The task: Throughout the listing that follows, find each line with the word "thin" and copy it.

** Opening Data provided block **

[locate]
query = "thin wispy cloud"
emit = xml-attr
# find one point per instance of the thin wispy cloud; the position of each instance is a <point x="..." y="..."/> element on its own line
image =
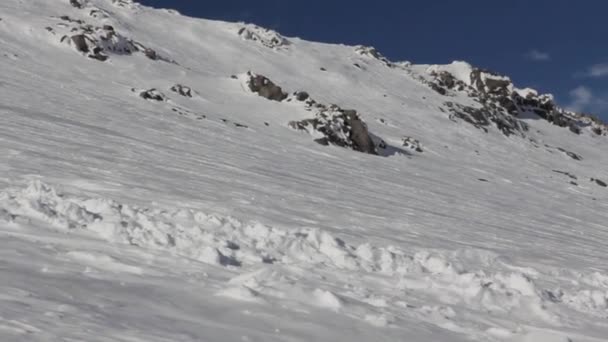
<point x="537" y="55"/>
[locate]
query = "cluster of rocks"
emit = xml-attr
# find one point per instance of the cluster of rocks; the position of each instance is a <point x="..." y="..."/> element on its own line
<point x="482" y="117"/>
<point x="372" y="52"/>
<point x="98" y="41"/>
<point x="412" y="144"/>
<point x="599" y="182"/>
<point x="331" y="125"/>
<point x="152" y="94"/>
<point x="182" y="90"/>
<point x="266" y="37"/>
<point x="500" y="102"/>
<point x="264" y="87"/>
<point x="77" y="4"/>
<point x="341" y="127"/>
<point x="570" y="154"/>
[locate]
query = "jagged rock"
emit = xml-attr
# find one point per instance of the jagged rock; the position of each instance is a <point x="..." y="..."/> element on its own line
<point x="412" y="144"/>
<point x="266" y="37"/>
<point x="182" y="90"/>
<point x="482" y="117"/>
<point x="264" y="87"/>
<point x="152" y="95"/>
<point x="80" y="43"/>
<point x="76" y="3"/>
<point x="570" y="154"/>
<point x="566" y="173"/>
<point x="496" y="94"/>
<point x="339" y="127"/>
<point x="102" y="41"/>
<point x="372" y="52"/>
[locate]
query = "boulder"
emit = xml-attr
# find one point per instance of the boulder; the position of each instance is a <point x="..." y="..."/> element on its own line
<point x="80" y="43"/>
<point x="412" y="144"/>
<point x="266" y="88"/>
<point x="339" y="127"/>
<point x="76" y="3"/>
<point x="182" y="90"/>
<point x="152" y="95"/>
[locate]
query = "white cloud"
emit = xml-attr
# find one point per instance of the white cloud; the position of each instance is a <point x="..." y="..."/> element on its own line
<point x="538" y="56"/>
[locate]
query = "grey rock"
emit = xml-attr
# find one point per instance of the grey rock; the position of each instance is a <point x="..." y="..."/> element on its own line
<point x="264" y="87"/>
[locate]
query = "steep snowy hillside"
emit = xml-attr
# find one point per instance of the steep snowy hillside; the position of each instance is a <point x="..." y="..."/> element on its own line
<point x="165" y="178"/>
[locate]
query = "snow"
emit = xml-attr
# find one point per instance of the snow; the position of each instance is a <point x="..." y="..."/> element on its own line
<point x="209" y="219"/>
<point x="460" y="69"/>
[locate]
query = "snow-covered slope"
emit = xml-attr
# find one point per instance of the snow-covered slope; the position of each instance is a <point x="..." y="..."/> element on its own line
<point x="149" y="193"/>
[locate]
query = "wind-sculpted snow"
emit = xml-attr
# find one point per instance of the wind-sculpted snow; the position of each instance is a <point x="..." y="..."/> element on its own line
<point x="192" y="201"/>
<point x="380" y="285"/>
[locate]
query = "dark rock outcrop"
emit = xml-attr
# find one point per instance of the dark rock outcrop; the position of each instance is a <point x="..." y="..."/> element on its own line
<point x="501" y="103"/>
<point x="372" y="52"/>
<point x="266" y="37"/>
<point x="76" y="3"/>
<point x="182" y="90"/>
<point x="339" y="127"/>
<point x="99" y="42"/>
<point x="80" y="43"/>
<point x="152" y="95"/>
<point x="412" y="144"/>
<point x="264" y="87"/>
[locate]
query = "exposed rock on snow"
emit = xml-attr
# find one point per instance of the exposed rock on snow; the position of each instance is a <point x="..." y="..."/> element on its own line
<point x="153" y="95"/>
<point x="266" y="37"/>
<point x="182" y="90"/>
<point x="599" y="182"/>
<point x="484" y="116"/>
<point x="76" y="3"/>
<point x="412" y="144"/>
<point x="264" y="87"/>
<point x="99" y="41"/>
<point x="336" y="126"/>
<point x="498" y="97"/>
<point x="372" y="52"/>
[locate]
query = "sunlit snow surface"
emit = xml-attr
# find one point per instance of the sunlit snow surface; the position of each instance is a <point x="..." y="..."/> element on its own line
<point x="209" y="219"/>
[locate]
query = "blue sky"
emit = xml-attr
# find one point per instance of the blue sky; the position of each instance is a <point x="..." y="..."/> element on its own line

** Closing Data provided block **

Your solution:
query = "thin wispy cloud"
# find one point per instance of the thin wispy cloud; the position of each instance is a <point x="..." y="..."/> element on its own line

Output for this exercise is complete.